EXERCISE
An exact transcription of the entries is required, with none of the pictures carried over.
[[ TASK MATERIAL, beginning ]]
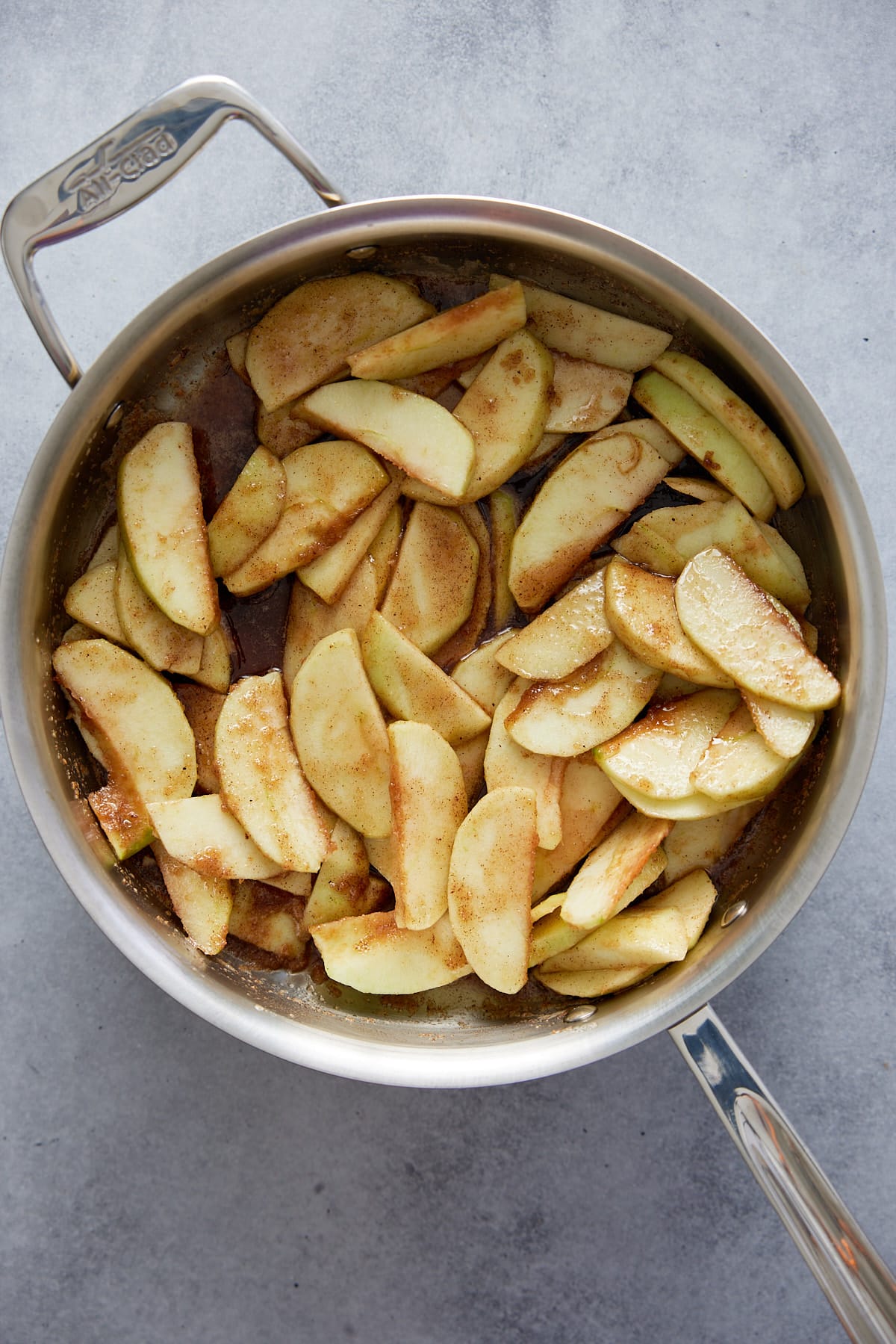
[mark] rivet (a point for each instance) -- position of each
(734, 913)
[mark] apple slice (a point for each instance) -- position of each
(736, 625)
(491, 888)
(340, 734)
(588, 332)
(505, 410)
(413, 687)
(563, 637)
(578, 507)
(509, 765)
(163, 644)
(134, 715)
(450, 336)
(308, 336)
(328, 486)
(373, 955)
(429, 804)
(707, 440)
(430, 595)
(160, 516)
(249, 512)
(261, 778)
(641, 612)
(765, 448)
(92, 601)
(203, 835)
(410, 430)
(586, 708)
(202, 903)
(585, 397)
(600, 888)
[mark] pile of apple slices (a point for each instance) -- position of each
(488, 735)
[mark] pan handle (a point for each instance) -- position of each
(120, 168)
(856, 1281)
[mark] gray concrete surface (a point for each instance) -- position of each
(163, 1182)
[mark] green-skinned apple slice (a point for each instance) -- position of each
[[ TASK MATERIAL, end ]]
WRITTEN ANSWER
[mark] rivet (a point for each instance) -- position of each
(734, 913)
[mark] apple slice (a point for each instance) -- position of each
(736, 625)
(491, 888)
(340, 734)
(588, 332)
(505, 410)
(413, 687)
(563, 637)
(578, 507)
(509, 765)
(163, 644)
(134, 715)
(450, 336)
(308, 336)
(328, 486)
(373, 955)
(429, 804)
(707, 440)
(430, 595)
(160, 516)
(249, 512)
(261, 778)
(641, 612)
(765, 448)
(92, 601)
(203, 835)
(410, 430)
(586, 708)
(202, 903)
(585, 397)
(600, 888)
[mark] pile of apple slices (a point for each instance) -- position of each
(488, 735)
[mark] pan handle (a point for each instance) -- position of each
(120, 168)
(856, 1281)
[mark] gray concrete surface (a point for each instance) -- position of each
(163, 1182)
[mark] green-skinned apple slice (a point for each instance) -- position of each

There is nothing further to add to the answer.